**Objective**
Change "blue jacket" to "navy jacket" in everything from the line containing "For the evaluation set, point out every instance of the blue" down to the line containing "point(79, 423)", and write out those lines with nothing else altered.

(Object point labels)

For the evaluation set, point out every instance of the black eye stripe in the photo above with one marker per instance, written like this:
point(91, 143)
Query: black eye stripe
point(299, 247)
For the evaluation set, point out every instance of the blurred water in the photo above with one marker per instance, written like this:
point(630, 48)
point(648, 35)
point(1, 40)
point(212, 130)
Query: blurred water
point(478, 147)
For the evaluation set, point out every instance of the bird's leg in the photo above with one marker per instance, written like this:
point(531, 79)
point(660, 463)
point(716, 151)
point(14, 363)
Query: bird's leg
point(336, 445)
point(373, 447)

* * *

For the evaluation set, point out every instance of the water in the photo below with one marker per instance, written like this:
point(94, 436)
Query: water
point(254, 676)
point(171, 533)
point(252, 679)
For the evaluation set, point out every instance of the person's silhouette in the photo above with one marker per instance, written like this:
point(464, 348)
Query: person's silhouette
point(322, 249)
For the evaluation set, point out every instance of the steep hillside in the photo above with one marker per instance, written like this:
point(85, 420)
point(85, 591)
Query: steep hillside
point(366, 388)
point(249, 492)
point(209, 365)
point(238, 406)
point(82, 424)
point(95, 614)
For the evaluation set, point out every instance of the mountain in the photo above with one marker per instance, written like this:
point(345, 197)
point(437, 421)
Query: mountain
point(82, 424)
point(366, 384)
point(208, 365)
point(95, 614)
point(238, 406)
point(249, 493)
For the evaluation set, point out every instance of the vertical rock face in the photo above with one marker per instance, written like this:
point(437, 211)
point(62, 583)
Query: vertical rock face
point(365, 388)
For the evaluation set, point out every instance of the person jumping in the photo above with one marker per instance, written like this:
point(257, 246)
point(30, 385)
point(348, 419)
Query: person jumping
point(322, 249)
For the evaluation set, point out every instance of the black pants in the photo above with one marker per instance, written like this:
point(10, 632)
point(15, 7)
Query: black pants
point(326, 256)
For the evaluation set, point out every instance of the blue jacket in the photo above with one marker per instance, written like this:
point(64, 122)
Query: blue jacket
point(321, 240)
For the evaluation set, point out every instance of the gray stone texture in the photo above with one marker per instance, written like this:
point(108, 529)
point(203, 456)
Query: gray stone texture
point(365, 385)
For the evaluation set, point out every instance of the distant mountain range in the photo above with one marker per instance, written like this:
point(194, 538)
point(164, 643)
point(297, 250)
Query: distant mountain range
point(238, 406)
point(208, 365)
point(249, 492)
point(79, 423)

--

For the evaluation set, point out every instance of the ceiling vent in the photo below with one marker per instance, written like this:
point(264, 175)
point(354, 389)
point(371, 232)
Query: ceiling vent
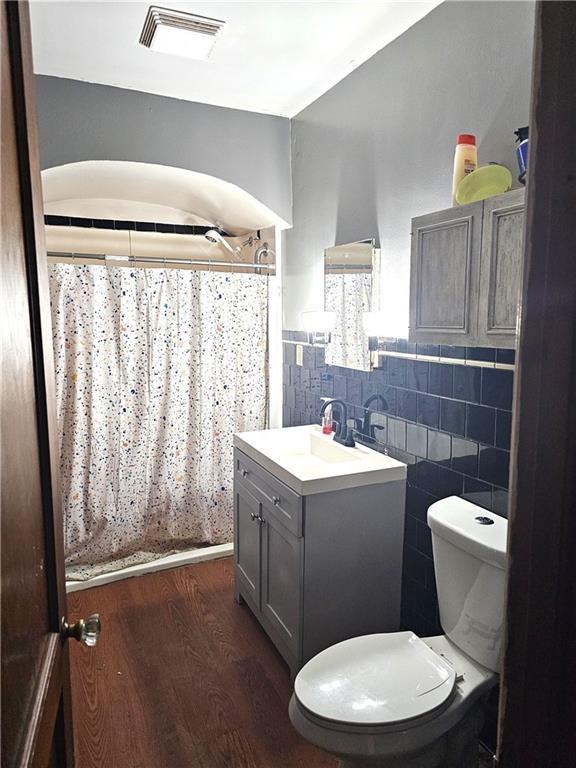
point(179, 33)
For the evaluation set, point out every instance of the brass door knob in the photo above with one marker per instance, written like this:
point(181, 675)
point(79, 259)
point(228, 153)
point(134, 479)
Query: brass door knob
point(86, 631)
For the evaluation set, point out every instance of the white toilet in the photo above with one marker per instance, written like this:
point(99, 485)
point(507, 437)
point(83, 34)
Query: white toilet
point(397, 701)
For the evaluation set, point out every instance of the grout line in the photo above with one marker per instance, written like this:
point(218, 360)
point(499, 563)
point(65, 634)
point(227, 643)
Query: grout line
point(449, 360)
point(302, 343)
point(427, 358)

**Answer in full**
For the evaluation set, point out every instance of the navy jacket in the photo above with one marker per instance, written like this:
point(64, 122)
Query: navy jacket
point(321, 240)
For the evaluation set, point out every instance of the gray stone texture in the photo above with one marker per instance, written like this:
point(108, 529)
point(203, 456)
Query: gray stone texture
point(365, 385)
For the evaluation set, point out every instance of the distant mountain range in the photo above with one marker per instance, written like this:
point(194, 538)
point(164, 643)
point(297, 250)
Query: distant mountain range
point(238, 406)
point(208, 365)
point(249, 492)
point(79, 423)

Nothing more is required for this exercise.